Jazz aus dem Rechner

■ Seine "Modern Day Jazz Stories" heißen nicht umsonst so: Courtney Pine, Saxophonist und Familienvater, komponiert mit dem Macintosh. Angst vor der nächsten Generation hat er nicht. Vom Jungle lernen heißt grooven lern

Sie sind ein sogenannter Familienvater mit drei Kindern, ziehen aber regelmäßig durch die Clubs. Was interessiert Sie an einer Musik wie Jungle – die Suche nach der verlorenen Jugend?

Courtney Pine: Jungle ist zur Zeit ziemlich hip in London. Und es hat die Energie, die der Punk in den Siebzigern hatte. Bei Jungle tanzt man zu 160 bpm – eine kleine Revolution. Es geht dabei viel um Performance und um einen weiteren Schritt in Richtung auf eine schwarze Musik, die mit moderner Technik arbeitet. Und es geht um einen neuen Schritt, Musik überhaupt unter die Leute zu bringen. Diese Typen sind nicht bei Plattenmajors unter Vertrag.

Die Technik ist billig, und sie haben sie zu Hause.

Ihre Aufgabe :: Geben Sie aus dem Text über Courtney Pine den Abschnitt zwischen „Jazz aus dem“ und „Plattenmajors unter Vertrag.“ wortgetreu wieder, beide Stellen eingeschlossen.

Gesammelte Daten:
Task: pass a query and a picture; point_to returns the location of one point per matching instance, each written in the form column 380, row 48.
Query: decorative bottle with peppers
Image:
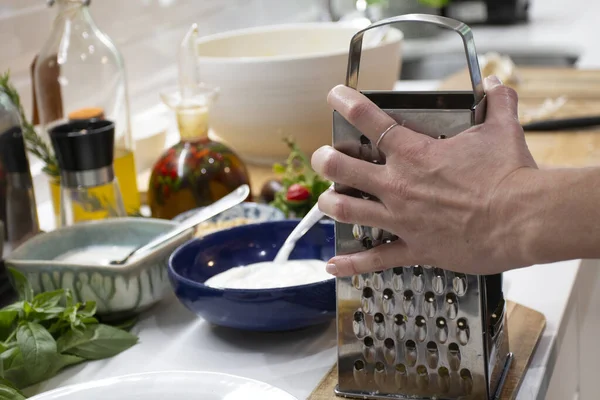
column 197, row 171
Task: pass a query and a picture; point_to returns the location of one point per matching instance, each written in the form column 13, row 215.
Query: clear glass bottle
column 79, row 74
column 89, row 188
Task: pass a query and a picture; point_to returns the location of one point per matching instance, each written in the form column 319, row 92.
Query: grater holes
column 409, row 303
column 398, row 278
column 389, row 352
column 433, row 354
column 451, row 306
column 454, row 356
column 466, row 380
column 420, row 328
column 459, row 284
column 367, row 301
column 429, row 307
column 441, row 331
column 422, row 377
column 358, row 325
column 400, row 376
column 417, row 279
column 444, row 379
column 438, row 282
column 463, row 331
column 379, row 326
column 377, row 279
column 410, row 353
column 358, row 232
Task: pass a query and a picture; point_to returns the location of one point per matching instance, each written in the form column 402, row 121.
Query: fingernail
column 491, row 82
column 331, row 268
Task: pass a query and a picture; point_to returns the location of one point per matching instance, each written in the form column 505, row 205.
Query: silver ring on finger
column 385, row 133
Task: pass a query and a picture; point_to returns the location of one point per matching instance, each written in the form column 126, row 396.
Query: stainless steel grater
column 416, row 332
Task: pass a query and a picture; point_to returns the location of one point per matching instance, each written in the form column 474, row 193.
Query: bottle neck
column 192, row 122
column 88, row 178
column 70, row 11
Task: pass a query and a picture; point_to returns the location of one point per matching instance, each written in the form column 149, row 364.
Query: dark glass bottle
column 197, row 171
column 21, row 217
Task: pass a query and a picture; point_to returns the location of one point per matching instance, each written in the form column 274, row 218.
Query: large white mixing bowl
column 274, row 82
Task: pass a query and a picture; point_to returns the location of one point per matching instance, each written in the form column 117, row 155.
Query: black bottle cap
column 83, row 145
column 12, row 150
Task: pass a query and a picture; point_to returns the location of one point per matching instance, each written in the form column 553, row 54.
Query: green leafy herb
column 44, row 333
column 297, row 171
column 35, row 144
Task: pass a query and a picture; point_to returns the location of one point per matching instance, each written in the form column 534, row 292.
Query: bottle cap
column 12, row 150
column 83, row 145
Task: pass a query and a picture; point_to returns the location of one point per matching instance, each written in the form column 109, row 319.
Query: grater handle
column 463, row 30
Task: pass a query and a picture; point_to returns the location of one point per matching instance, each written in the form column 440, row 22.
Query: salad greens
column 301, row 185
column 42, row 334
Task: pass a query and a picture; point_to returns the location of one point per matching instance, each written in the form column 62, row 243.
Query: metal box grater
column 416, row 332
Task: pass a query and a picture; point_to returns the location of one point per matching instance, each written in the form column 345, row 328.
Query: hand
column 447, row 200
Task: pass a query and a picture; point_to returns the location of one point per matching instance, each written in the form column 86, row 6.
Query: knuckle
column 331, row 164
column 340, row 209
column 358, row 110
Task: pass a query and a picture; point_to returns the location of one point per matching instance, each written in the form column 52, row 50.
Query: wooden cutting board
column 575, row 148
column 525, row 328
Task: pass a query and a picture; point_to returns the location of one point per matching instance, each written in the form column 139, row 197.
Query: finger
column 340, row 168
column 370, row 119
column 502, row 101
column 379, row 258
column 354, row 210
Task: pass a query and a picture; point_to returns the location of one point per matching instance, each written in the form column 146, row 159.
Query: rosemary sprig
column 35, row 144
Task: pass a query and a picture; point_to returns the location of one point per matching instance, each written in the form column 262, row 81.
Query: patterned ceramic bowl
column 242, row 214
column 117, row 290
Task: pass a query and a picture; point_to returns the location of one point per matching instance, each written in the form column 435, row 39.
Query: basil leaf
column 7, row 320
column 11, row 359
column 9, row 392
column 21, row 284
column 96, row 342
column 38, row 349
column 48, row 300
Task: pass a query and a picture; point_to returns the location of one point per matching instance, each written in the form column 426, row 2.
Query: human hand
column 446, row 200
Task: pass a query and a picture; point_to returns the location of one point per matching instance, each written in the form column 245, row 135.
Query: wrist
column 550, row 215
...
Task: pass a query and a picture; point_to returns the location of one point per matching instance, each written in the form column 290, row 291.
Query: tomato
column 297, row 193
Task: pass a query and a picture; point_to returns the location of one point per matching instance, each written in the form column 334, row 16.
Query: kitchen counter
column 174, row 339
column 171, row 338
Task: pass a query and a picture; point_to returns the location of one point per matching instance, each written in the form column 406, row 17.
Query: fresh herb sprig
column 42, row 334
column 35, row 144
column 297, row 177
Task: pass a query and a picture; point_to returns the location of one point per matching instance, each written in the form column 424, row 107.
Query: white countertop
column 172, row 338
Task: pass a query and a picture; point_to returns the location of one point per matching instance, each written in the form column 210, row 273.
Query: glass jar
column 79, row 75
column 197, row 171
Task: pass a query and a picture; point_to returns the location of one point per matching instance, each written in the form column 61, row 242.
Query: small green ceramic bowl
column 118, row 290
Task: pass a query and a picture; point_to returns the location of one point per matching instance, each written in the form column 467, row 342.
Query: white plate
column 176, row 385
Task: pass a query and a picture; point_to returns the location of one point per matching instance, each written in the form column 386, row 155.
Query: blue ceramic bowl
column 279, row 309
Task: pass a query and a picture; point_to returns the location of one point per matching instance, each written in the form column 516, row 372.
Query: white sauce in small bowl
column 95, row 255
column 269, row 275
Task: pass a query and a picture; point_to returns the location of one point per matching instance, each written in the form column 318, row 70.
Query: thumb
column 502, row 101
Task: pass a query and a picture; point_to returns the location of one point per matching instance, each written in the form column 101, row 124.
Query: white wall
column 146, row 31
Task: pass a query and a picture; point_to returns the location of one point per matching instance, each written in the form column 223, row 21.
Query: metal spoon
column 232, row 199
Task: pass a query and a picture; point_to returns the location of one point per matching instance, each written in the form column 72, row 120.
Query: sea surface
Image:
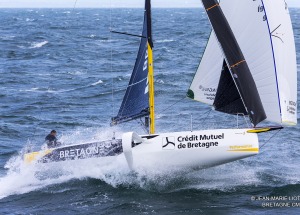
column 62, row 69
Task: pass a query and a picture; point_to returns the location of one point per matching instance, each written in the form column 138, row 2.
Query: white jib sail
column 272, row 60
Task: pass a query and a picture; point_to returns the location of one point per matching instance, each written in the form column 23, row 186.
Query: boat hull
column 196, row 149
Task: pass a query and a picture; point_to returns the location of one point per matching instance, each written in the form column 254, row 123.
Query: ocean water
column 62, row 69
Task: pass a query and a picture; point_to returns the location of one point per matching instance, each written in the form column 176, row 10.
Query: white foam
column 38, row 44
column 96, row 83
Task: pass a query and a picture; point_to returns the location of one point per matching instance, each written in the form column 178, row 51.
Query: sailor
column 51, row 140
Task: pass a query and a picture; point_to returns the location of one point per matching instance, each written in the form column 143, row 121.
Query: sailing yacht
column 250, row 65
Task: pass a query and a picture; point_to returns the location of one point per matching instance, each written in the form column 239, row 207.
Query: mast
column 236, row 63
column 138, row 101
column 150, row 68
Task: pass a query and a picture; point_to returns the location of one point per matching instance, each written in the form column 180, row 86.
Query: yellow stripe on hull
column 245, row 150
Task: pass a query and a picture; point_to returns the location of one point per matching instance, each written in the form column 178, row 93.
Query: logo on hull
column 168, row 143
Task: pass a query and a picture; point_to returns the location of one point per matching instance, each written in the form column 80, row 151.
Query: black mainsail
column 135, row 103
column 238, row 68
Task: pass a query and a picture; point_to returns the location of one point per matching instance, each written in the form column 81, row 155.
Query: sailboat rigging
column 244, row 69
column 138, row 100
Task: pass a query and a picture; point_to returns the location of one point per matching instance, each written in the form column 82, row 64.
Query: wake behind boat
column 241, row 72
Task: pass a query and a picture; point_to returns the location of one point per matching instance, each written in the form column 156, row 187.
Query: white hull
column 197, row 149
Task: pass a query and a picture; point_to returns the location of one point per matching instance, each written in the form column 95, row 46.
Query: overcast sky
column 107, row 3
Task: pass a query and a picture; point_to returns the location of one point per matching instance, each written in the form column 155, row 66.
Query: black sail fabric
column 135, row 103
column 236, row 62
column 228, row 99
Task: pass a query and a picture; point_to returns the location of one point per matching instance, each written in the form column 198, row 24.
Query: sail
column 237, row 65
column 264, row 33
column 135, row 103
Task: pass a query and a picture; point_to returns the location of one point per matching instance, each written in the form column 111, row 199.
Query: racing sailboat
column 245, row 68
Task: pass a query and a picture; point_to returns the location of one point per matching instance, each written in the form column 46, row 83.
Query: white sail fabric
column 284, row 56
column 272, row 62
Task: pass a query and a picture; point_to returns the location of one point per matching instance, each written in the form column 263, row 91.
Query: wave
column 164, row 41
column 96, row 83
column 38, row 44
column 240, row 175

Antwort folgt ::
Jazz aus dem Rechner

■ Seine "Modern Day Jazz Stories" heißen nicht umsonst so: Courtney Pine, Saxophonist und Familienvater, komponiert mit dem Macintosh. Angst vor der nächsten Generation hat er nicht. Vom Jungle lernen heißt grooven lern

Sie sind ein sogenannter Familienvater mit drei Kindern, ziehen aber regelmäßig durch die Clubs. Was interessiert Sie an einer Musik wie Jungle – die Suche nach der verlorenen Jugend?

Courtney Pine: Jungle ist zur Zeit ziemlich hip in London. Und es hat die Energie, die der Punk in den Siebzigern hatte. Bei Jungle tanzt man zu 160 bpm – eine kleine Revolution. Es geht dabei viel um Performance und um einen weiteren Schritt in Richtung auf eine schwarze Musik, die mit moderner Technik arbeitet. Und es geht um einen neuen Schritt, Musik überhaupt unter die Leute zu bringen. Diese Typen sind nicht bei Plattenmajors unter Vertrag.